─── Text excerpt
- Born: July 10, 1959 (age 67) Etobicoke, Ontario
- Genre: Jazz
- Occupations: Musician, composer, educator
- Instrument: Guitar
- Label: Cellar Live
- Website: www.billcoon.com

= Bill Coon =

Canadian composer and guitarist

Bill Coon is a Canadian jazz musician and composer. He is a Juno nominated artist and the winner of the 2009 National Jazz Awards, ‘Guitarist of the Year’. He is known for performing artists such as Miles Black and Jodi Proznick (as Triology), Lonnie Smith, Brad Turner, Peter Bernstein, Bucky Pizzarelli, Ian McDougall, P. J. Perry, Sheila Jordan, Phil Dwyer, Peter Washington, and Oliver Gannon. His compositions and arrangements have been commissioned by large ensembles such as the CBC Radio Orchestra, John Korsrud's Hard Rubber Orchestra, and the Dal Richards Orchestra. He graduated from Concordia University with a Bachelors of Fine Arts in Jazz Studies in 1988, and a Masters of Education from Simon Fraser University in 2012.

A recipient of multiple Canada Council for the Arts awards, he has studied with Jim Hall, Neil Chotem, and Louis Stewart.
──────
─── Supplied records
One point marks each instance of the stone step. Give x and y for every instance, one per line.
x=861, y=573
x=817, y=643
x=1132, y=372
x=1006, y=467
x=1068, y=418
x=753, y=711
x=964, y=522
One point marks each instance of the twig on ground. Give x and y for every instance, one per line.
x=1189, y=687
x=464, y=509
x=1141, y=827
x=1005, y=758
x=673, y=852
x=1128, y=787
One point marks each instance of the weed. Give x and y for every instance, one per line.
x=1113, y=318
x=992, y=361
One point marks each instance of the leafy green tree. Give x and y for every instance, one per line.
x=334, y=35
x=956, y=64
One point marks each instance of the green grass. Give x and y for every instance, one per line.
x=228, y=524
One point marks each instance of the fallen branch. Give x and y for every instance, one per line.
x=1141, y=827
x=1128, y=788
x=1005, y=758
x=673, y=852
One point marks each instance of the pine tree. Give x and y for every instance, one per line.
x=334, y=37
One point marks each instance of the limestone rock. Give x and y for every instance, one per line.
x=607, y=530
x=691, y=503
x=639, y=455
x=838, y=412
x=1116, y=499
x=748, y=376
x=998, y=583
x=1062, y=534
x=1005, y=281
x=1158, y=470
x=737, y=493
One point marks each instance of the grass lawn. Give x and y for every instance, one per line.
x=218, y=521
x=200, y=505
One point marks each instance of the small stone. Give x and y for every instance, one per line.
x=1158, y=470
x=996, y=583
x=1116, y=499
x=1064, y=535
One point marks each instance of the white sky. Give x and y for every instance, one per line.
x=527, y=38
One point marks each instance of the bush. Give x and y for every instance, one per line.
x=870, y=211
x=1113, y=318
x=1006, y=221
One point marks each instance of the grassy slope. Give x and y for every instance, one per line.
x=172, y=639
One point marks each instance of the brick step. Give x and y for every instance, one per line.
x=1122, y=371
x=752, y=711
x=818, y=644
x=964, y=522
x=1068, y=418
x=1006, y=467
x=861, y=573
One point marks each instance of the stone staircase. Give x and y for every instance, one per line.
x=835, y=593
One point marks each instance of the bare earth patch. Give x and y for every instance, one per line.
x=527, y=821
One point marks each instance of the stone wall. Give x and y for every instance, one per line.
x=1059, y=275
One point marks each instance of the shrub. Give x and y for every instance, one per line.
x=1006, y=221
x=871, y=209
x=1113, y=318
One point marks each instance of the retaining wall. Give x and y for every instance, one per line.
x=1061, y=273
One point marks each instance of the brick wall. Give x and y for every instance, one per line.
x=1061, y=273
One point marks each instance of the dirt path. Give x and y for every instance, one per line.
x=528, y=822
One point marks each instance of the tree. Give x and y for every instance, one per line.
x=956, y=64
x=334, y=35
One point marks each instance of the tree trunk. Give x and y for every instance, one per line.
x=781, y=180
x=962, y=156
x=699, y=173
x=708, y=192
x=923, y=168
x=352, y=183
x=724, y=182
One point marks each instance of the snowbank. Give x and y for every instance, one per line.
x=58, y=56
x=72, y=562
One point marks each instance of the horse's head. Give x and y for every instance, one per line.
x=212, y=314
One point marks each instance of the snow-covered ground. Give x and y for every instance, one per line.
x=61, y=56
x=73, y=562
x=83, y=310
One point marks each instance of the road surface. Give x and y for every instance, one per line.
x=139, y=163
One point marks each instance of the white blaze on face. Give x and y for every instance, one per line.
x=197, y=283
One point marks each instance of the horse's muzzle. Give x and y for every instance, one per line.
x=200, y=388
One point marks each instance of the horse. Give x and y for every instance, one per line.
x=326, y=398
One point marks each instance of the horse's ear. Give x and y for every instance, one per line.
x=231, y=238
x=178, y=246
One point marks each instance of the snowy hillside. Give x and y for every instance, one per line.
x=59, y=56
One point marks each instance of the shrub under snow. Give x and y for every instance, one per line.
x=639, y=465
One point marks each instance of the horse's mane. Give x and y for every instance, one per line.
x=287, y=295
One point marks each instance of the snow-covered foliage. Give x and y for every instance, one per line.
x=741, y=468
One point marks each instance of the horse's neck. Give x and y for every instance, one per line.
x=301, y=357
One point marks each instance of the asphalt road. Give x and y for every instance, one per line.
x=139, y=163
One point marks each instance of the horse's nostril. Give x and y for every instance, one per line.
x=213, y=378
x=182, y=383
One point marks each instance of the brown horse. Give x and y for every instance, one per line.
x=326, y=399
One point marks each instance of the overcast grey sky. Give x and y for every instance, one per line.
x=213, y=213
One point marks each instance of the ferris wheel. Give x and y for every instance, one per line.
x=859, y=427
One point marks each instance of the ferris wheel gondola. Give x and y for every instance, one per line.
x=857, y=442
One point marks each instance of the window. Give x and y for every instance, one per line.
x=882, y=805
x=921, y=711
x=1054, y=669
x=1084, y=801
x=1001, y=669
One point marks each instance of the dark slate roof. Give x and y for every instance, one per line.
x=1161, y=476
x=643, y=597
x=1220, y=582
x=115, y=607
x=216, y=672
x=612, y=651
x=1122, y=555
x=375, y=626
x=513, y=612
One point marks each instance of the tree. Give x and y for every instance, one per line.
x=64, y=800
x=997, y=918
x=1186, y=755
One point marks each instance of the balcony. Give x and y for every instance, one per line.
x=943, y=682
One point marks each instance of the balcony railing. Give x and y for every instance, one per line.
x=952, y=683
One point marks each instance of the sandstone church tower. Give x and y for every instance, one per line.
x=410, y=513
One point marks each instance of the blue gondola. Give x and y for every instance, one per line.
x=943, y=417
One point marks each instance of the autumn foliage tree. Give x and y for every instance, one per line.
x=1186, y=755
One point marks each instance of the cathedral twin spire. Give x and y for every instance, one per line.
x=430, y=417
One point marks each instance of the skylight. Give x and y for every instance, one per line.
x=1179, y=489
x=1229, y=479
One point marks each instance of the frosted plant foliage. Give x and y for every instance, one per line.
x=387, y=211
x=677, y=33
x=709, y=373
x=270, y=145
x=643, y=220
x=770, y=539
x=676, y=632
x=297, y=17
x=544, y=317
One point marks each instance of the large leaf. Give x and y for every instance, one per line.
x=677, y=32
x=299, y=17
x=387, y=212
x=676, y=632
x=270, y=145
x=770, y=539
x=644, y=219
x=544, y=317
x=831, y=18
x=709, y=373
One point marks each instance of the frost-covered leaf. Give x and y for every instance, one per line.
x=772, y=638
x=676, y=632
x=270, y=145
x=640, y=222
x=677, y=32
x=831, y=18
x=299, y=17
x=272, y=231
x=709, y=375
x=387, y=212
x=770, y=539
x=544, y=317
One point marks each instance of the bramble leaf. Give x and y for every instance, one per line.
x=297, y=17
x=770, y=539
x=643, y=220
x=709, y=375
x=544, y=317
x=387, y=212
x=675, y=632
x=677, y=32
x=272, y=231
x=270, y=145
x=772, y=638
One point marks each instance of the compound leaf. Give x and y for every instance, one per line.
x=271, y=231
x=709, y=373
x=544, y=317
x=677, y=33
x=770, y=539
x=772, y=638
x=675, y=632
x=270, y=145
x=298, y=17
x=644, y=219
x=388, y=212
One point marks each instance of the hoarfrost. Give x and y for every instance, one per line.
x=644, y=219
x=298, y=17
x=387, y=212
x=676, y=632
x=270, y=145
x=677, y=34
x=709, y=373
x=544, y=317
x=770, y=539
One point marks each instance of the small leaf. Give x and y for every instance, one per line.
──────
» Challenge 1:
Answer these about the Bill Coon profile:
(a) Which label is listed for him?
(b) In what year did he win the National Jazz Awards 'Guitarist of the Year'?
(c) Which university granted his Masters of Education?
» Challenge 2:
Reproduce word for word the part of the Bill Coon profile that opens with the words containing "Bill Coon is" and closes with "and Louis Stewart.".
These records come from a separate source and have no connection to the text.

» Exercise answer 1:
(a) Cellar Live
(b) 2009
(c) Simon Fraser University

» Exercise answer 2:
Bill Coon is a Canadian jazz musician and composer. He is a Juno nominated artist and the winner of the 2009 National Jazz Awards, ‘Guitarist of the Year’. He is known for performing artists such as Miles Black and Jodi Proznick (as Triology), Lonnie Smith, Brad Turner, Peter Bernstein, Bucky Pizzarelli, Ian McDougall, P. J. Perry, Sheila Jordan, Phil Dwyer, Peter Washington, and Oliver Gannon. His compositions and arrangements have been commissioned by large ensembles such as the CBC Radio Orchestra, John Korsrud's Hard Rubber Orchestra, and the Dal Richards Orchestra. He graduated from Concordia University with a Bachelors of Fine Arts in Jazz Studies in 1988, and a Masters of Education from Simon Fraser University in 2012.

A recipient of multiple Canada Council for the Arts awards, he has studied with Jim Hall, Neil Chotem, and Louis Stewart.